Could you filter the data below down to the lines that hold the word "easel"?

(Items from a dataset)

::::::::::

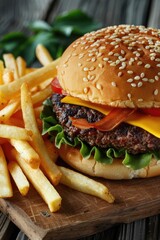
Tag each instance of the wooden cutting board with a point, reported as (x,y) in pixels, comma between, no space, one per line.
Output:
(81,214)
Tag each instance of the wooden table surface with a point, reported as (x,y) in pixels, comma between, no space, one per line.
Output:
(15,14)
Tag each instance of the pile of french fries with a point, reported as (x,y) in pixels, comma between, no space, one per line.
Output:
(25,155)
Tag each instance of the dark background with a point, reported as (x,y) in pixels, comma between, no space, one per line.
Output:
(16,14)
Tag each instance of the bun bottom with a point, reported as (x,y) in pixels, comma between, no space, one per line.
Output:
(114,171)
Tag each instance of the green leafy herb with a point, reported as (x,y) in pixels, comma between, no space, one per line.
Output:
(51,126)
(55,36)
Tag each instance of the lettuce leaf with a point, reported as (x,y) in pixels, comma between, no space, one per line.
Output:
(106,156)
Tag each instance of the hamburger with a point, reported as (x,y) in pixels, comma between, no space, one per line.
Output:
(104,114)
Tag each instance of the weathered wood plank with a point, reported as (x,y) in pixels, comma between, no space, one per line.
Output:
(16,14)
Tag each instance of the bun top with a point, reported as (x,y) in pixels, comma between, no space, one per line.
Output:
(117,66)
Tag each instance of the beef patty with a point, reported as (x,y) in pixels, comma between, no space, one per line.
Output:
(125,136)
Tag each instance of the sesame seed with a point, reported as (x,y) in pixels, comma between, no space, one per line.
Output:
(132,59)
(140,84)
(130,80)
(74,54)
(117,62)
(105,59)
(120,74)
(122,59)
(116,54)
(85,90)
(133,84)
(113,64)
(138,54)
(110,53)
(129,96)
(145,79)
(130,72)
(99,54)
(123,65)
(151,80)
(81,55)
(156,78)
(137,77)
(92,68)
(93,59)
(142,75)
(152,58)
(99,86)
(100,65)
(85,69)
(113,84)
(155,92)
(122,51)
(85,79)
(147,66)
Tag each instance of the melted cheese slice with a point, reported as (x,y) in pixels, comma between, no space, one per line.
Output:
(149,123)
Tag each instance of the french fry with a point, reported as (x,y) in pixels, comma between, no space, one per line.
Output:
(5,184)
(52,150)
(84,184)
(50,168)
(8,110)
(8,91)
(27,152)
(21,66)
(10,63)
(43,55)
(18,177)
(1,72)
(15,121)
(38,110)
(41,183)
(8,76)
(7,131)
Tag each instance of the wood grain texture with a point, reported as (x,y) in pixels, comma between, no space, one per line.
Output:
(81,214)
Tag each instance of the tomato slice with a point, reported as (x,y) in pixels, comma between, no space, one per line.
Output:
(152,111)
(109,122)
(56,88)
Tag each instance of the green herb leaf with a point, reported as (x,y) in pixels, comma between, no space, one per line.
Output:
(56,36)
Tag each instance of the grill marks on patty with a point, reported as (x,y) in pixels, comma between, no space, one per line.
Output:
(134,139)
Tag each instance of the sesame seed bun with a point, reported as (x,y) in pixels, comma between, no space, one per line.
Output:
(116,66)
(114,171)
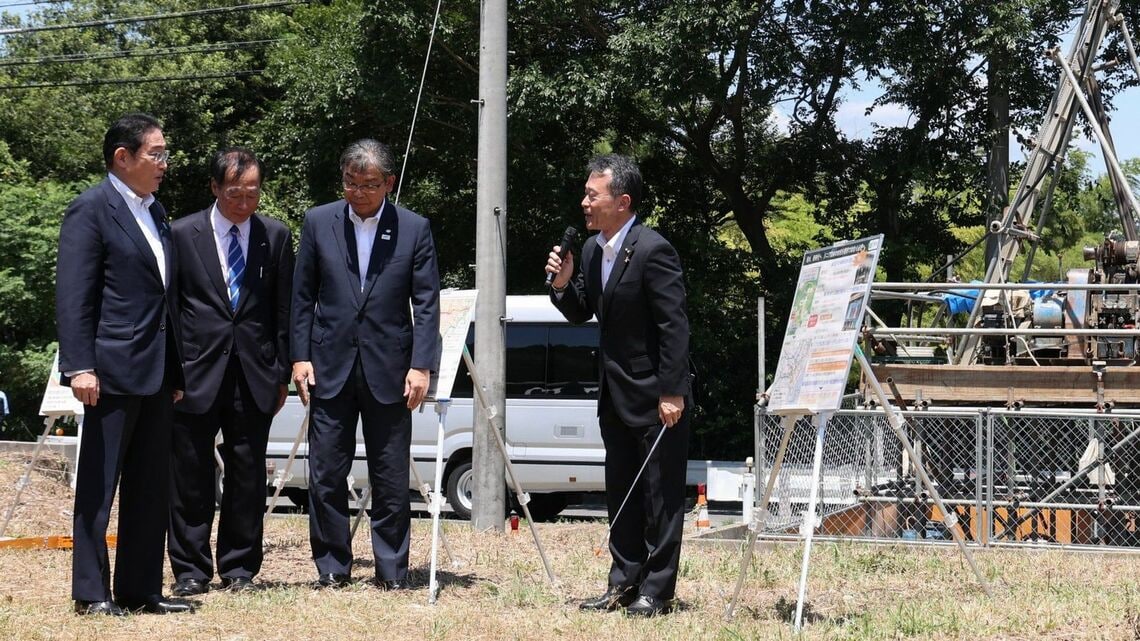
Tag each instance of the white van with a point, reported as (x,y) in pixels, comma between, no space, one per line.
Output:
(552,433)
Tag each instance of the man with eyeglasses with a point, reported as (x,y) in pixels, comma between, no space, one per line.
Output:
(365,341)
(235,277)
(115,315)
(630,278)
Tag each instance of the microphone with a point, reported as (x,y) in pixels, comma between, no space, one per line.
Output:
(568,237)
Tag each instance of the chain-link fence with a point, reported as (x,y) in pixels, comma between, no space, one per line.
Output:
(1011,477)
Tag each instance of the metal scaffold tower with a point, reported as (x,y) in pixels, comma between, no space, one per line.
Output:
(1077,91)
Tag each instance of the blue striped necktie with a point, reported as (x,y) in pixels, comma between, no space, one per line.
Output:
(236,268)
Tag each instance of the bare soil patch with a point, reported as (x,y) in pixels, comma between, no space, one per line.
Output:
(499,590)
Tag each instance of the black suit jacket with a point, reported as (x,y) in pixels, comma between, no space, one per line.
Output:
(258,331)
(334,321)
(641,315)
(113,313)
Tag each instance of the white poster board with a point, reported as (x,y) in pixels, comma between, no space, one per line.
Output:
(831,297)
(456,309)
(58,400)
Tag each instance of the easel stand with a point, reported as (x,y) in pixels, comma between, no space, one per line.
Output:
(436,501)
(811,520)
(48,423)
(520,495)
(285,475)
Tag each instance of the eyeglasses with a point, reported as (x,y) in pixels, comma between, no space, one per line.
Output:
(159,157)
(236,193)
(369,188)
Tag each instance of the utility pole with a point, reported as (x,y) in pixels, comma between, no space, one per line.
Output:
(489,498)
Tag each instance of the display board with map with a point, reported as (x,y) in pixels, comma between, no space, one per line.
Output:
(456,309)
(58,400)
(831,294)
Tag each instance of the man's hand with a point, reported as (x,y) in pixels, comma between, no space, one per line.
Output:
(303,378)
(669,410)
(415,387)
(561,268)
(282,395)
(86,388)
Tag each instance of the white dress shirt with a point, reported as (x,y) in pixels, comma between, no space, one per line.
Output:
(610,249)
(221,226)
(140,210)
(366,237)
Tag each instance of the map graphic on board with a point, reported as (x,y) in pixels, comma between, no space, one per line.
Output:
(456,309)
(831,294)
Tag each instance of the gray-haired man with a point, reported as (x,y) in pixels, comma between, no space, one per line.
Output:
(365,269)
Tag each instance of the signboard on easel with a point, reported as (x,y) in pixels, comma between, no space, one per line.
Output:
(456,309)
(58,400)
(831,297)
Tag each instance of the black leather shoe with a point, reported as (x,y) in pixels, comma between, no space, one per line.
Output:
(333,579)
(645,606)
(156,605)
(615,595)
(189,587)
(237,583)
(107,608)
(392,583)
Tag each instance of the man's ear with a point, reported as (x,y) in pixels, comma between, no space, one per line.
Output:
(120,157)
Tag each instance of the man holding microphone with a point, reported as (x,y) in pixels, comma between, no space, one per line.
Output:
(630,278)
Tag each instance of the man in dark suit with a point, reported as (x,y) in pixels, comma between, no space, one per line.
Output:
(630,278)
(117,349)
(235,278)
(365,341)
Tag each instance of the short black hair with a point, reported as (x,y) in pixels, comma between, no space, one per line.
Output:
(128,132)
(237,159)
(368,153)
(625,177)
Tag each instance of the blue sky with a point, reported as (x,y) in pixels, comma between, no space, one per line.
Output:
(853,121)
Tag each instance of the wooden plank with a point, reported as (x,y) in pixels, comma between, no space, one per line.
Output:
(1000,383)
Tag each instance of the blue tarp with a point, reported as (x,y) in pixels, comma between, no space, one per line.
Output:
(962,300)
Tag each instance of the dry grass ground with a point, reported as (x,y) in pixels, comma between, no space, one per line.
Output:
(501,591)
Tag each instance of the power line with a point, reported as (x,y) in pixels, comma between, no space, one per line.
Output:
(152,17)
(132,80)
(140,53)
(31,2)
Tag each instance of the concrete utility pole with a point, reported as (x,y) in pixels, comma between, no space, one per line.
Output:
(489,500)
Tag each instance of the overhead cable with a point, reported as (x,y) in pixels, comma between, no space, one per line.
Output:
(137,53)
(152,17)
(132,80)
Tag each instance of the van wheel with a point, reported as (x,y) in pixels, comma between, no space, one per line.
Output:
(299,496)
(543,506)
(461,483)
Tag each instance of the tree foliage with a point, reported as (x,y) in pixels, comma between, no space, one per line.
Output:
(730,107)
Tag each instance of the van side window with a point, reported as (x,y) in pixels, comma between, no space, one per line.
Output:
(526,360)
(572,370)
(543,360)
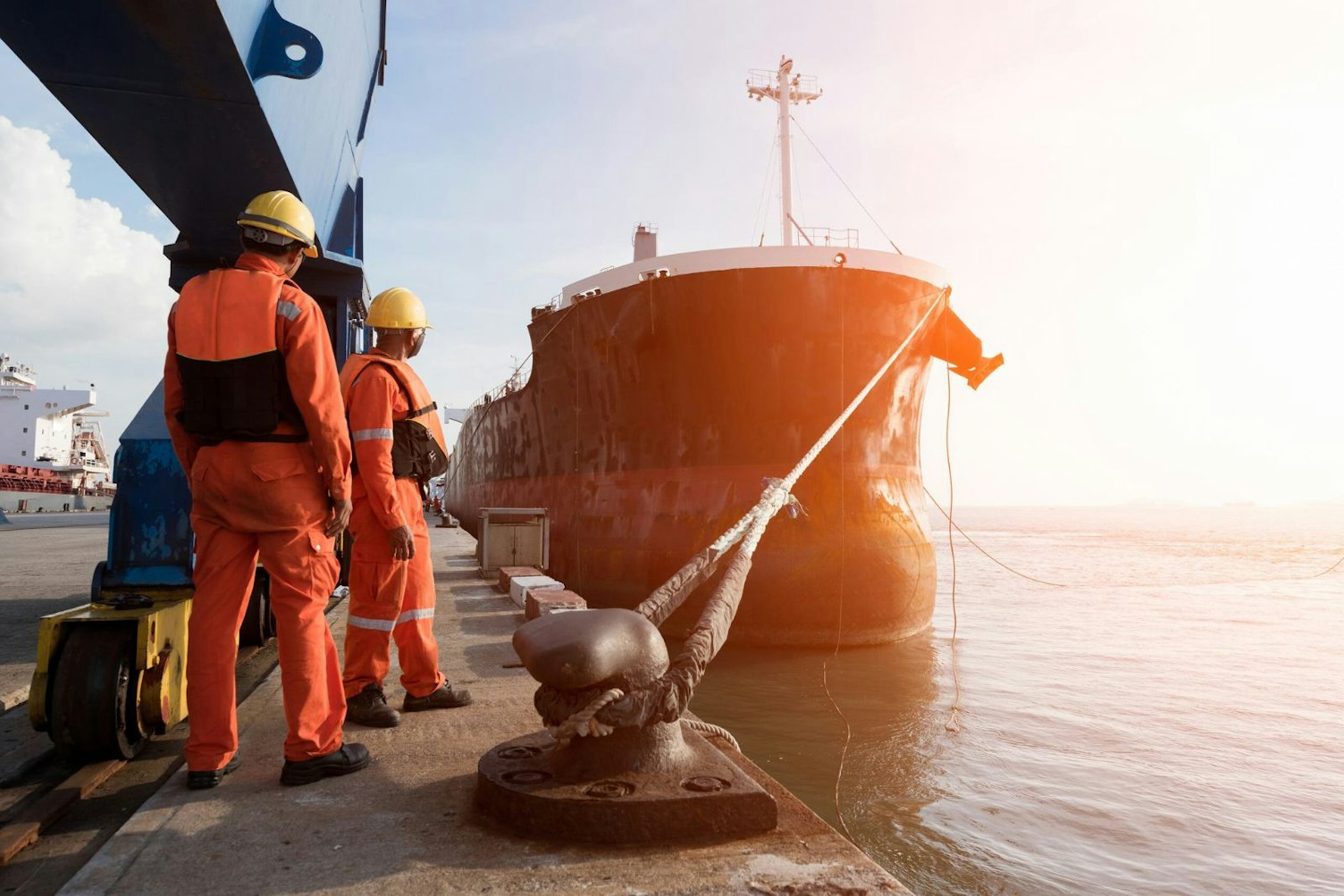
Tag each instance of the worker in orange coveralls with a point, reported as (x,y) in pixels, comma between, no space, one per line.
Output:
(256,416)
(399,446)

::::::::::

- [EXPECTED ANSWER]:
Tag each instance of the easel stand with a point, reported as (x,y) in pixels, comma between, no space, one per line.
Tag each instance of the signboard on easel with a point, reported as (x,y) in pixels, comma between, no space, one per line.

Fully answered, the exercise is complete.